> Part of a data file
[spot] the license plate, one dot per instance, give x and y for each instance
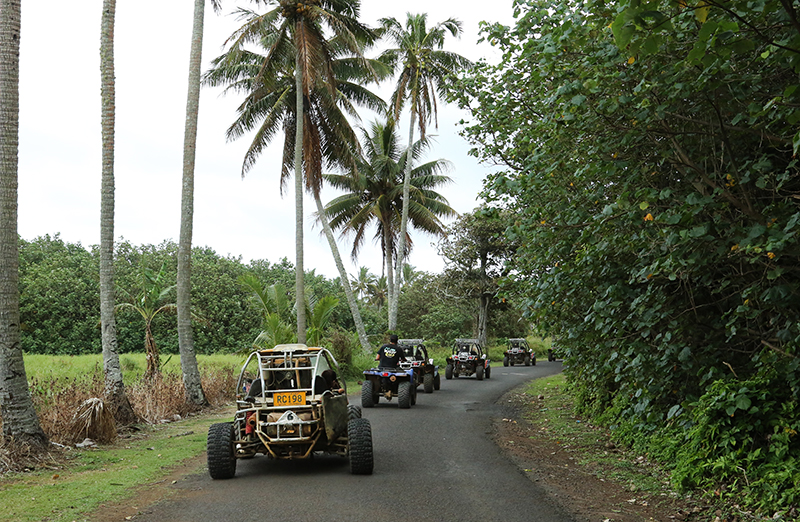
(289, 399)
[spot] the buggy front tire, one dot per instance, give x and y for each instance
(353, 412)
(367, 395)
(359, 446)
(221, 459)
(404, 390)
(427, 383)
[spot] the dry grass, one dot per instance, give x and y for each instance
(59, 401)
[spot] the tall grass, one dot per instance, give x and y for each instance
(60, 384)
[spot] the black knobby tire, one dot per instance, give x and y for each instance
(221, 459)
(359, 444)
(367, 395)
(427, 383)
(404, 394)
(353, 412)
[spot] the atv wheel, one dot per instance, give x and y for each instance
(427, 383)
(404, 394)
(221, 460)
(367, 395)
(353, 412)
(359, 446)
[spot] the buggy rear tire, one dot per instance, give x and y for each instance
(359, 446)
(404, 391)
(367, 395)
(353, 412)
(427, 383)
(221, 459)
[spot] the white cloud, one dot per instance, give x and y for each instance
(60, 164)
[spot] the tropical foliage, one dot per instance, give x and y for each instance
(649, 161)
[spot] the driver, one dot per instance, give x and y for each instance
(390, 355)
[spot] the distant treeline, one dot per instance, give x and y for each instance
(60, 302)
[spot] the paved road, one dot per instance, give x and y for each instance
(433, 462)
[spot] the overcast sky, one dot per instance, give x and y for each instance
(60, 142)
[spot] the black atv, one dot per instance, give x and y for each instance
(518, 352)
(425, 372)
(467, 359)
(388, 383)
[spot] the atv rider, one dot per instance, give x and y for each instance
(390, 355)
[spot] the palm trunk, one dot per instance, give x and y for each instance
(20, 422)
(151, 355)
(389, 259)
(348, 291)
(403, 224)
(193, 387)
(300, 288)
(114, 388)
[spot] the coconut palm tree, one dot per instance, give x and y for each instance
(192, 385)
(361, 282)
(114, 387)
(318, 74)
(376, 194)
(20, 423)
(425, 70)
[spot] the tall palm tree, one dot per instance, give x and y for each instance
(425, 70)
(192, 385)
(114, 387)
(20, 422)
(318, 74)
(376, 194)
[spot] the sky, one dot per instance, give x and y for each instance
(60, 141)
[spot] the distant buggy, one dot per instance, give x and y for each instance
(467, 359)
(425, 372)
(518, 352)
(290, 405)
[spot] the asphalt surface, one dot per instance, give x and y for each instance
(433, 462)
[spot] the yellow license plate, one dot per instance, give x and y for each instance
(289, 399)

==

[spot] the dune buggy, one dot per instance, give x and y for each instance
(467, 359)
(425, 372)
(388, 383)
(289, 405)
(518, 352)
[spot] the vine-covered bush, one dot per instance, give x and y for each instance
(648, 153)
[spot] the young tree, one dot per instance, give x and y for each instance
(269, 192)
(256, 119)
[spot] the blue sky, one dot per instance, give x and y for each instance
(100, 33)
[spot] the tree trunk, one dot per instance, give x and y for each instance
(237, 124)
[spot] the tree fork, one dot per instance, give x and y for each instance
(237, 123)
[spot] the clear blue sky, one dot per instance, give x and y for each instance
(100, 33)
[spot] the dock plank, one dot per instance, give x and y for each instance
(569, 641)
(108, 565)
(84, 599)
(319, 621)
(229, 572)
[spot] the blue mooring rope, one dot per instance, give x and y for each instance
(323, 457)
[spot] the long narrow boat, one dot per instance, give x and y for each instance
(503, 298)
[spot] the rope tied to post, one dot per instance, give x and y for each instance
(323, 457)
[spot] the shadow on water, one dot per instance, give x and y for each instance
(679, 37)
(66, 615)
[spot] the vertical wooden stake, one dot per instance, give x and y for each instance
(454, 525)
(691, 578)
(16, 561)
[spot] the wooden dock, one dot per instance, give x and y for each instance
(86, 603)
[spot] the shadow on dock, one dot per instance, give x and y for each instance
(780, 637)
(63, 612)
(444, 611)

==

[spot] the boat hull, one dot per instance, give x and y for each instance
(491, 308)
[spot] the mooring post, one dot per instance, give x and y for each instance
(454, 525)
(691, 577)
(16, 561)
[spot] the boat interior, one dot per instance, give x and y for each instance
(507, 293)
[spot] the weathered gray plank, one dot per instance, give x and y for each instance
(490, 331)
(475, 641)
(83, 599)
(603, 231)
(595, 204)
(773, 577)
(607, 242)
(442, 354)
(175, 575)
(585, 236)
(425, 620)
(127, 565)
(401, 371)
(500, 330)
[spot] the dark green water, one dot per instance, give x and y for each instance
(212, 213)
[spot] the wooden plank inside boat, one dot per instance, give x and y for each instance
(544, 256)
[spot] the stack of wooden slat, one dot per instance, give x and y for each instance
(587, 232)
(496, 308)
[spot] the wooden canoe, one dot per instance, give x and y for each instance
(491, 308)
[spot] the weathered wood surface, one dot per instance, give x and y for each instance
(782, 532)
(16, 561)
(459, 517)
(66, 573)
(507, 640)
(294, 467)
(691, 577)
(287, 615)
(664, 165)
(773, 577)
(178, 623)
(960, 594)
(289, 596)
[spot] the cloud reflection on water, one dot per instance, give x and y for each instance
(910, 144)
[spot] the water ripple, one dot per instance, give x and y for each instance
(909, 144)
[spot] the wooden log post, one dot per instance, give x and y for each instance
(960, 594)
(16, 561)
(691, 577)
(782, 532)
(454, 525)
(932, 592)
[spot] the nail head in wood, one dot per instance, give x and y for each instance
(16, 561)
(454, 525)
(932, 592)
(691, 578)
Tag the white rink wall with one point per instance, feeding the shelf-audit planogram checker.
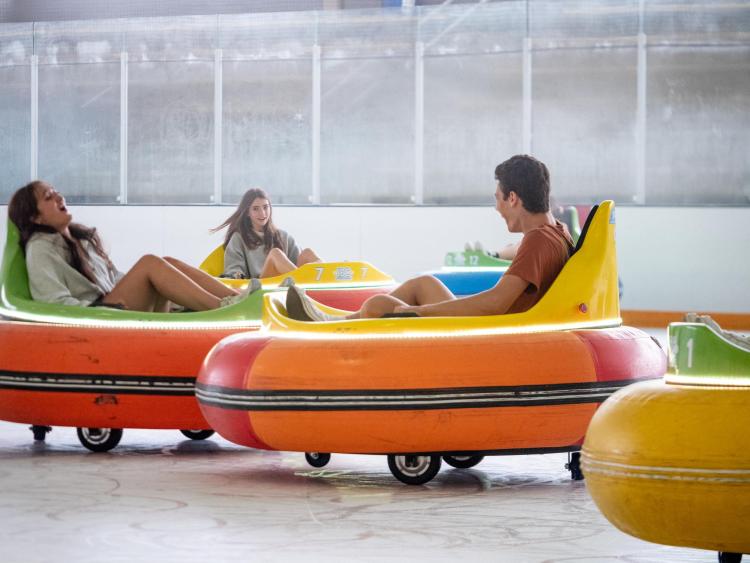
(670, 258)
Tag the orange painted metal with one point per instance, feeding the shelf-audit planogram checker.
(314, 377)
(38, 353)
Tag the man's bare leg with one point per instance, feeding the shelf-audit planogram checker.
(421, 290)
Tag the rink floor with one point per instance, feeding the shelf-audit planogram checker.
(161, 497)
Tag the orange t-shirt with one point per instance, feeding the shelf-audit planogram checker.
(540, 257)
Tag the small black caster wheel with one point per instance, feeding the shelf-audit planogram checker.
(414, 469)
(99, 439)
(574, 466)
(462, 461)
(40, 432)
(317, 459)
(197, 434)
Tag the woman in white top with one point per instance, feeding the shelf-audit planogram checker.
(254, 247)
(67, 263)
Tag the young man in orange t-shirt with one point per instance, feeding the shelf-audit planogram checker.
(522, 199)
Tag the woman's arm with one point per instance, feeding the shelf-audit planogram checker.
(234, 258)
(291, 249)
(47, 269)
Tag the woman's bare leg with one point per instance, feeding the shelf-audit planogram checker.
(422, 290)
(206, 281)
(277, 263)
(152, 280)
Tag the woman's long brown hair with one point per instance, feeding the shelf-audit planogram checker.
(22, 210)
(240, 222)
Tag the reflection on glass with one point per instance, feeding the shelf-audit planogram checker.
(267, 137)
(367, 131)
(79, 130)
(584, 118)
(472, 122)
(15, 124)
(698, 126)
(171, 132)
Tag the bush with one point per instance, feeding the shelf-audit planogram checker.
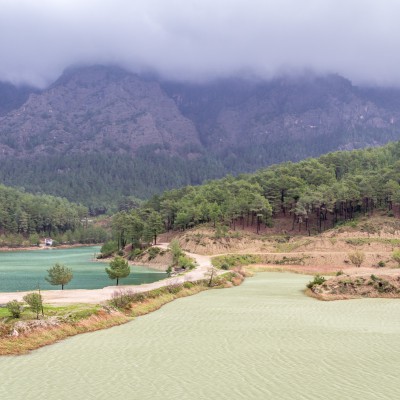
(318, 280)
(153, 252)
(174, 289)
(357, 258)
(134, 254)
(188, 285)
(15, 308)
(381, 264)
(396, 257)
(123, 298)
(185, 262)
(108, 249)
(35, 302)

> Objective
Find each line in the entries that has the word "grass" in it, and copy those lines. Match uppercase and lowercase exactly.

> Final result
[spot] the dry grass, one dot per instance, give x and y for each instance
[spot] the tall grass, one dot per instance, give x and y for each instance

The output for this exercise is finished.